_TEXT SHOWN_.
== Segment start ==

Children have made a plea to Western Isles Council to save their school.
Some 38 pupils presented 454 letters of protest to the council’s headquarters in Stornoway.
They also lodged a petition with 786 signatures against plans to axe Lionel secondary school in Ness in the north of Lewis.
Lionel secondary is the last rural S2 school left in the Western Isles after rounds of savage school closures in recent years.
It was reprieved after a period of roundabout politics when the council voted to shut the school but reversed that decision in 2012.
Parent Derek O’ Connor said: “There is huge support for the retention of Lionel Secondary School in the North Lewis area and the overwhelming opinion is that the council’s proposal to close the school has no educational or economic benefit in their plans of transferring the pupils to the Nicolson Institute.”
Campaigner Martin Adil-Smith maintains there are “serious defects within the consultation documentation that are of such a severe nature as to invalidate the process, necessitating that it is abandoned in its entirety.”
He claimed the proposed receiving school, the Nicolson Institute in Stornoway, often has up to 40 pupils in a class, with science lessons taught in computer rooms without the specialist equipment.
It also struggled to recruit and retain staff, he said.
Mr Adil-Smith said he understood it is “common practice during inclement weather” there to send pupils “into the school yard as the Nicolson has insufficient space to host all of the children inside.”

== Segment end ==

_EXERCISES_.
**1.** Answer these from the article about Lionel secondary school:
(a) How many letters of protest did the pupils present?
(b) In what year did the council reverse its vote to shut the school?
(c) Up to how many pupils are said to be in a class at the Nicolson Institute?
**2.** From the article about Lionel secondary school, list every number that counts people or things, together with what it counts.
Use only the article about Lionel secondary school to answer.

[Stored data entries]
== Segment start ==

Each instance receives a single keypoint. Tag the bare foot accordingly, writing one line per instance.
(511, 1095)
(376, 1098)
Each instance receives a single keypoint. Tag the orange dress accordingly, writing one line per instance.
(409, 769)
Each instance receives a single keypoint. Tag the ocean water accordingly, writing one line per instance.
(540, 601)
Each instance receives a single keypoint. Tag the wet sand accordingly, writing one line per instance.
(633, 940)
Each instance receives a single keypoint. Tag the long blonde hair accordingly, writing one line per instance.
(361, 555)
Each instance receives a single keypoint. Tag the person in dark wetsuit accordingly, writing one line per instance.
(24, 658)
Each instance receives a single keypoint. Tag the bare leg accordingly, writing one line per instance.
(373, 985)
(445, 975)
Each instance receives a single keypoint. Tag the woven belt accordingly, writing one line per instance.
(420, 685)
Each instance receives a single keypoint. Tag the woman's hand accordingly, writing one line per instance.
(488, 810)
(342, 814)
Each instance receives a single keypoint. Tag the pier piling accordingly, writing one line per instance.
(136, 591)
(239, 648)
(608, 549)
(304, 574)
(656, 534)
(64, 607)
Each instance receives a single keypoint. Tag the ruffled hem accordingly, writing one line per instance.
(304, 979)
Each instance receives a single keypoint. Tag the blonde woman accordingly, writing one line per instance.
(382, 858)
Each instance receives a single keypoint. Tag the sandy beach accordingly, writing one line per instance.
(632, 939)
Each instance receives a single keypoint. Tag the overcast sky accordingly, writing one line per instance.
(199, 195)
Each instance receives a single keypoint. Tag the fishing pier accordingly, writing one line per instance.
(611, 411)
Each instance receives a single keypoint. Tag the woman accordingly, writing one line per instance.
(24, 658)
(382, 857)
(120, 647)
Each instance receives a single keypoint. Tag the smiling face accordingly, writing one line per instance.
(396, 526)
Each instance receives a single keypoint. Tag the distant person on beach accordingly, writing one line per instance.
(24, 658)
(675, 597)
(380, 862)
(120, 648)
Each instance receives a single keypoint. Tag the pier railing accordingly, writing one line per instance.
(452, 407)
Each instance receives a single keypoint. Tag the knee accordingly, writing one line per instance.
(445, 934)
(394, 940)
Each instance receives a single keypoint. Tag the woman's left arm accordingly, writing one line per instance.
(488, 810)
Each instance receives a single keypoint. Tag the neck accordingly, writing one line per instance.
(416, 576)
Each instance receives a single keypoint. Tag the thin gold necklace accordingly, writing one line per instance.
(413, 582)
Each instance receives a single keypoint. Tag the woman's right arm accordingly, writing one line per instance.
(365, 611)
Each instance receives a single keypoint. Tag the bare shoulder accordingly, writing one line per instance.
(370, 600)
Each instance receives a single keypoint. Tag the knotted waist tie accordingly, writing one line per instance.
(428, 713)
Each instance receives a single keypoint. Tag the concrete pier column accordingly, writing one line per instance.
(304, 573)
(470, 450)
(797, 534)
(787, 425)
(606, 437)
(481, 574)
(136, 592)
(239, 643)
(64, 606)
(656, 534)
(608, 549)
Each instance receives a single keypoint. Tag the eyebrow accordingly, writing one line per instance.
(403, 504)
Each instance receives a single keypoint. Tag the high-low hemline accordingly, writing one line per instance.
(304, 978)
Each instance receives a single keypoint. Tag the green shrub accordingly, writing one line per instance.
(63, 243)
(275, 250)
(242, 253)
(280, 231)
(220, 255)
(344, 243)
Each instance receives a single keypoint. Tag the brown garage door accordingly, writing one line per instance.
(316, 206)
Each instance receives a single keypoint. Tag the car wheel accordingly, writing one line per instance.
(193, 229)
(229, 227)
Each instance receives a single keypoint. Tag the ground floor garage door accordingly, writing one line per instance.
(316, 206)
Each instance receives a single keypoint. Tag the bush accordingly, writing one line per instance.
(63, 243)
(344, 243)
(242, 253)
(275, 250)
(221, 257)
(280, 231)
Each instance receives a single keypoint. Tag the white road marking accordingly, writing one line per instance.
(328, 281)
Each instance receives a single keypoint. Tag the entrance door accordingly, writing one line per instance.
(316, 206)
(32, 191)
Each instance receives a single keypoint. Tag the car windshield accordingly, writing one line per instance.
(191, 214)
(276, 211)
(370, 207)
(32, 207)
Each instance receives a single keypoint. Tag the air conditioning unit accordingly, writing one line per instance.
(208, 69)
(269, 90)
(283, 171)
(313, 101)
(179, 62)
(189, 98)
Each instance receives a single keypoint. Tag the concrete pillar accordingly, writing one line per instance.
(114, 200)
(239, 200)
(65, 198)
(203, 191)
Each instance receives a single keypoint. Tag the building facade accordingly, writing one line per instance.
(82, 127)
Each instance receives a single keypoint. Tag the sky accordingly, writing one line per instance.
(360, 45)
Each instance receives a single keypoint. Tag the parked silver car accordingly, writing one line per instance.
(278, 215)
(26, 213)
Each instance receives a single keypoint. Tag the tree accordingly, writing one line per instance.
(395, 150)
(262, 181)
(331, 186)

== Segment end ==

_TASK SOLUTIONS_.
**1.**
(a) 454
(b) 2012
(c) 40

**2.**
38 pupils who presented the letters
454 letters of protest
786 signatures on the petition
40 pupils in a class at the Nicolson Institute